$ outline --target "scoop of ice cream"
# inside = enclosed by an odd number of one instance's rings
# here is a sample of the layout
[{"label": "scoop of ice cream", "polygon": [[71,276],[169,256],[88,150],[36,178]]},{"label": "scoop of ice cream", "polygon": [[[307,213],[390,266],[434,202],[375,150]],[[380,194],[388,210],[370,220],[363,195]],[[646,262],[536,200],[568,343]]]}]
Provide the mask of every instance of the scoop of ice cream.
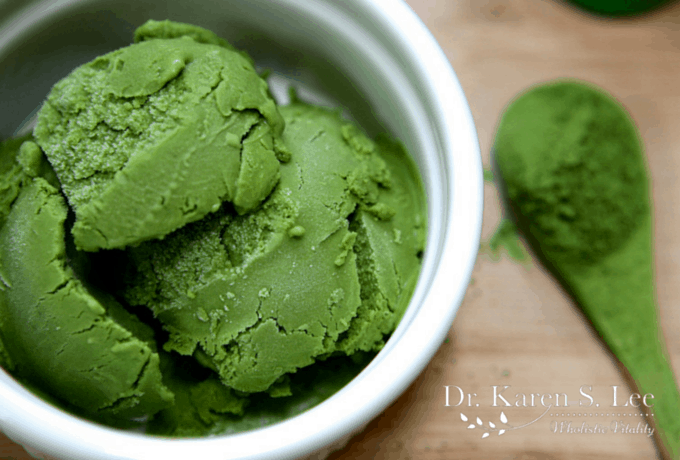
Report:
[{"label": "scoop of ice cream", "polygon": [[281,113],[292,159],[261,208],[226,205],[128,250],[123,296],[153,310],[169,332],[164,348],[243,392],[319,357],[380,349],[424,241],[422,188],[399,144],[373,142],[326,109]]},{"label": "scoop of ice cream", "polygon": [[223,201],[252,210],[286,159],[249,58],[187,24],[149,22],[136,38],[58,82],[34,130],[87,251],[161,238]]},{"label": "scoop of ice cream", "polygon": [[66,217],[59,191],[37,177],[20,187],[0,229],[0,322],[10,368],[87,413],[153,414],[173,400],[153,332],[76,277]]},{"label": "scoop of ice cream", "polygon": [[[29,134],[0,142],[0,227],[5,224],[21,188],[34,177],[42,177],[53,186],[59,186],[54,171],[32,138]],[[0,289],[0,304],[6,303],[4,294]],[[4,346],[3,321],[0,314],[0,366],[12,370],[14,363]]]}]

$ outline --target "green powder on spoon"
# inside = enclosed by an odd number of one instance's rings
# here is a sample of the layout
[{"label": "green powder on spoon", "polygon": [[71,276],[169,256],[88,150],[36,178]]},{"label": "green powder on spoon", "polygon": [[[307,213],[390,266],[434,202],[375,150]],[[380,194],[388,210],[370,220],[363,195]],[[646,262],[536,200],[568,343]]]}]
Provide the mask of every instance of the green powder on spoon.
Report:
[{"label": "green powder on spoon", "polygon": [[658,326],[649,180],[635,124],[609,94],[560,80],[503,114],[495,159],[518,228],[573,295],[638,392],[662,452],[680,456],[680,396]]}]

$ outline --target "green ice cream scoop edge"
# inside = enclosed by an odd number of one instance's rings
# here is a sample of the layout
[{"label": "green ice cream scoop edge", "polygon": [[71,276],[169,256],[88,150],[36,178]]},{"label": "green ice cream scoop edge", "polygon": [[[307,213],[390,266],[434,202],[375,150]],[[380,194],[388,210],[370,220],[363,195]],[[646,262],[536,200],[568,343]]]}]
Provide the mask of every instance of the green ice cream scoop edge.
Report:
============================================================
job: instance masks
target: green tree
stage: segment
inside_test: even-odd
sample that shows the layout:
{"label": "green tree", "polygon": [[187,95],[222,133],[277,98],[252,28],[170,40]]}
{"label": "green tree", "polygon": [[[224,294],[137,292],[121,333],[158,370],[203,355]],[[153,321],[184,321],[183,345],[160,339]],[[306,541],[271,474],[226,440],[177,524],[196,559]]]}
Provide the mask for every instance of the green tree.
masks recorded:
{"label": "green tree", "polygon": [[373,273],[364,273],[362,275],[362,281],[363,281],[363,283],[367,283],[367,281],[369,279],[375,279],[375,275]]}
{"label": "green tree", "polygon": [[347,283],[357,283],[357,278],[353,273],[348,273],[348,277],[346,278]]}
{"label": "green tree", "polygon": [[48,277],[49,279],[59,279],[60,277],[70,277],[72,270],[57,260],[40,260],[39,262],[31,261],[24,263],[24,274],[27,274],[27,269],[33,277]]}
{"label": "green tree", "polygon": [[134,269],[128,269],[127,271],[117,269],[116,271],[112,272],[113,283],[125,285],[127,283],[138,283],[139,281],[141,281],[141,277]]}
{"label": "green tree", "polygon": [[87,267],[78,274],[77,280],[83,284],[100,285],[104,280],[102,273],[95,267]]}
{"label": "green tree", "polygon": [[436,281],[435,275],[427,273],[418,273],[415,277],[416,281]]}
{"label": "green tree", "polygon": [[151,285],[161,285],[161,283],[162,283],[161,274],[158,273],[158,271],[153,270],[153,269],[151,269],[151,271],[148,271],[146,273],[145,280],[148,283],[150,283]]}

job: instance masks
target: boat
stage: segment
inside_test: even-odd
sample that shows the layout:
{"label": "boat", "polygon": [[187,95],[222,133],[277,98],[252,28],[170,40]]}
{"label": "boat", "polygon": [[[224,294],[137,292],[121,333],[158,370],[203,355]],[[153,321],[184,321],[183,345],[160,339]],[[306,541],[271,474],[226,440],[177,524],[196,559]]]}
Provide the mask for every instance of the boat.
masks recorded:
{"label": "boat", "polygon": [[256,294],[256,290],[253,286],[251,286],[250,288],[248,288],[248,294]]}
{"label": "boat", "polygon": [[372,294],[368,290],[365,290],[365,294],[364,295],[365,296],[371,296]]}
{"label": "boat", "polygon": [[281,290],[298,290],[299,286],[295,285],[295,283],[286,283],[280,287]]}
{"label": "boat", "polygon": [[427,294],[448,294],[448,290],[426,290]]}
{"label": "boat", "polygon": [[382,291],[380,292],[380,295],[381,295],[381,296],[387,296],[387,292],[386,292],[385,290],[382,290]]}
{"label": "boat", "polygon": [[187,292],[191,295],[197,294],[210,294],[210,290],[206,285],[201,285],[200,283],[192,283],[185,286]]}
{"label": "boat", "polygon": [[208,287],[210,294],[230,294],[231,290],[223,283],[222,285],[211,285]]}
============================================================
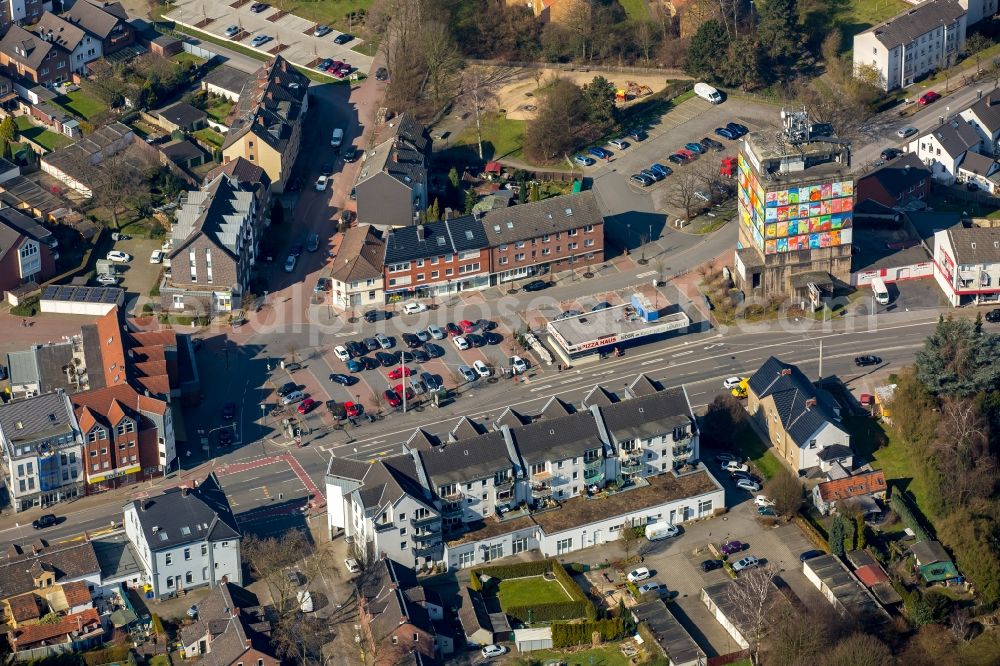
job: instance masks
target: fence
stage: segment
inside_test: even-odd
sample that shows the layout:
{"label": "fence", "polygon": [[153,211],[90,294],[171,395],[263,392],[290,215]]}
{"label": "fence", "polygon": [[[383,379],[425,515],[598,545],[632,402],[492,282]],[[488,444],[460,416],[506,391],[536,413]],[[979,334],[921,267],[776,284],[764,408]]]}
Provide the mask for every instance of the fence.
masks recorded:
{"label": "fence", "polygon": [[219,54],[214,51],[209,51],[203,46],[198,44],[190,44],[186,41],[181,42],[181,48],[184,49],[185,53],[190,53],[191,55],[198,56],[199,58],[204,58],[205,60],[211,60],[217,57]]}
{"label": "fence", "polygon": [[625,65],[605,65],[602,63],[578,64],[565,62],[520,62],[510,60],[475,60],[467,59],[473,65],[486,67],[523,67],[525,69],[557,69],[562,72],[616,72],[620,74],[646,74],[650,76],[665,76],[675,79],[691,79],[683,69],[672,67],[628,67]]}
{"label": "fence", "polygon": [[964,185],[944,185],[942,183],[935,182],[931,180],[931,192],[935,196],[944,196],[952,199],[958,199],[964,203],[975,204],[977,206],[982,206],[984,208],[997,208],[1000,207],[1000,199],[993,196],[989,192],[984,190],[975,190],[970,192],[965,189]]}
============================================================
Say how many lines in the listing above include "every". Give nothing but the number.

6